Stated goal: Convert the rows below into a JSON list of strings, one string per line, starting with the line that contains "GET /detect?q=second ceiling" and going on through the end of the rows, with blank lines left out. Leave the pictures out of your answer.

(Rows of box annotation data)
↓
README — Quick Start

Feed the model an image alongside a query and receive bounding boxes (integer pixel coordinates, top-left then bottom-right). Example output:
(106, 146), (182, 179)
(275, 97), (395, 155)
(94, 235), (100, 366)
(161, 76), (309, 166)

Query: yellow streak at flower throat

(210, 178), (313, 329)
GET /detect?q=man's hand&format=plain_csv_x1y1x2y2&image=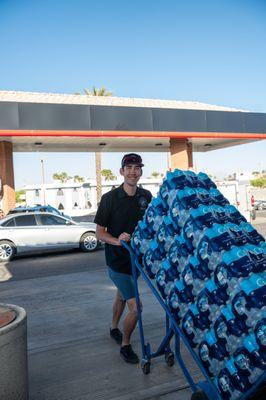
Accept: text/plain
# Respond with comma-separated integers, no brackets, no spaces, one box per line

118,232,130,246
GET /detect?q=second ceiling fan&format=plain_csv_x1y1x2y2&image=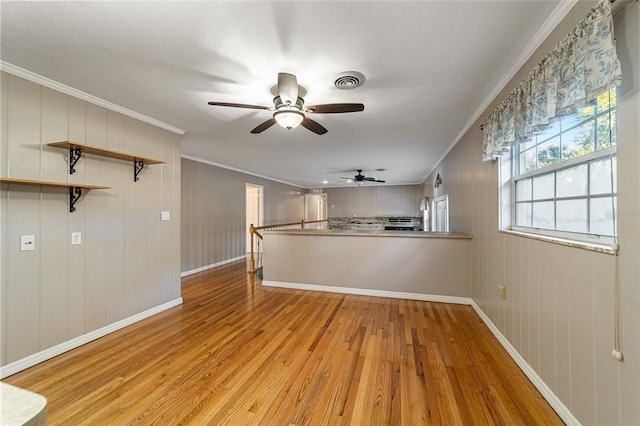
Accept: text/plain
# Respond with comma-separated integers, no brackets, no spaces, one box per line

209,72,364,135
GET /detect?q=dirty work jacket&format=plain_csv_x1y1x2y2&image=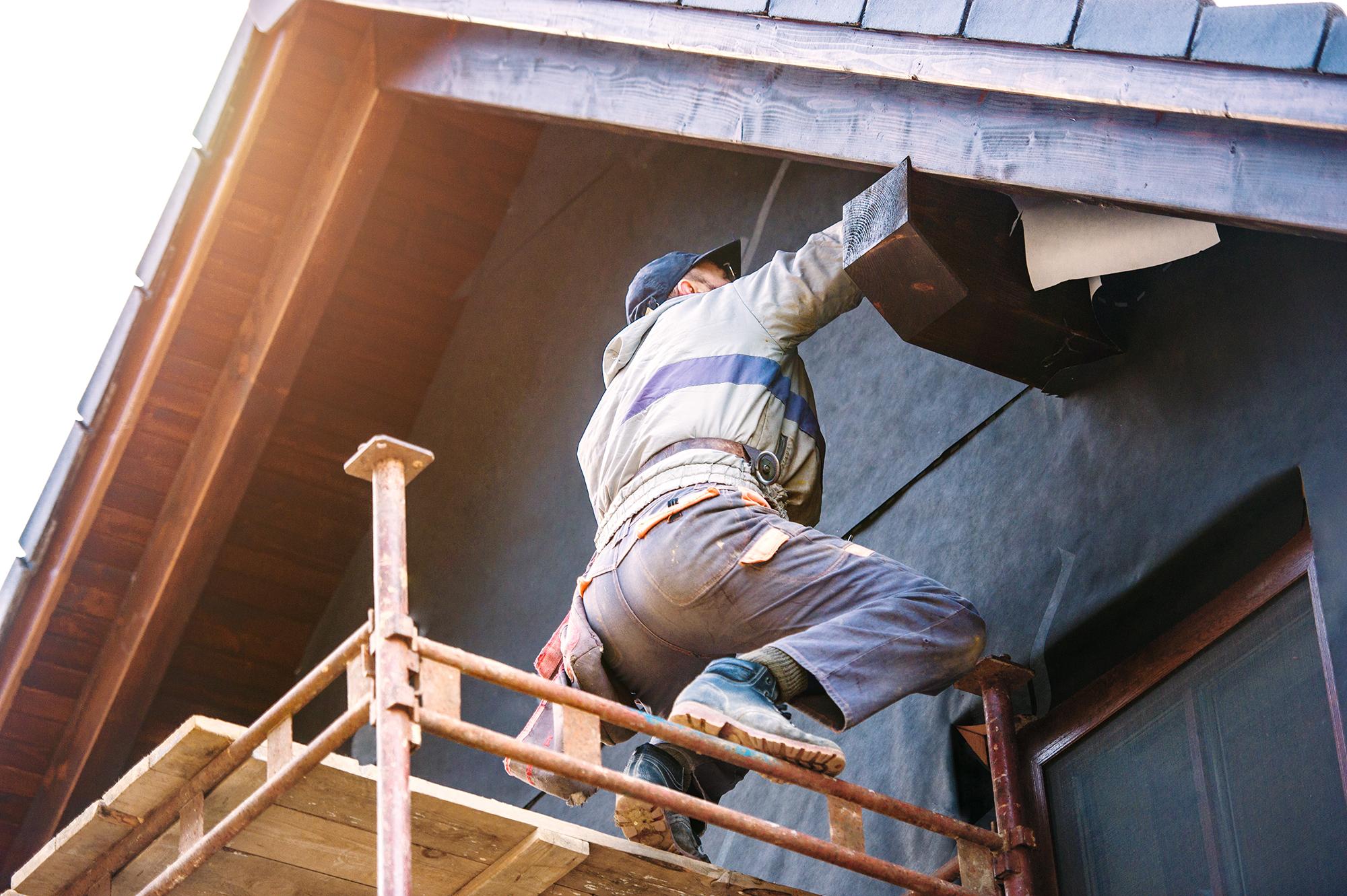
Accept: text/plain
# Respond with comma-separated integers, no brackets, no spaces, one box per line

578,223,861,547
↑
Task solution:
[
  "GET /detect?q=second ceiling fan&format=plain_csv_x1y1x2y2&image=",
  "Accept: text/plain",
  "# Respond with comma-separated integers, no brackets, no spaces, one box per line",
  "209,72,364,135",
  "GET /detect?q=dirty work jacket&format=plain_csv_x1y1x2y2&image=",
  "Accept: text/plain",
  "# Respond with comma-separated integers, no brackets, no spaces, one box per line",
  "578,223,861,547"
]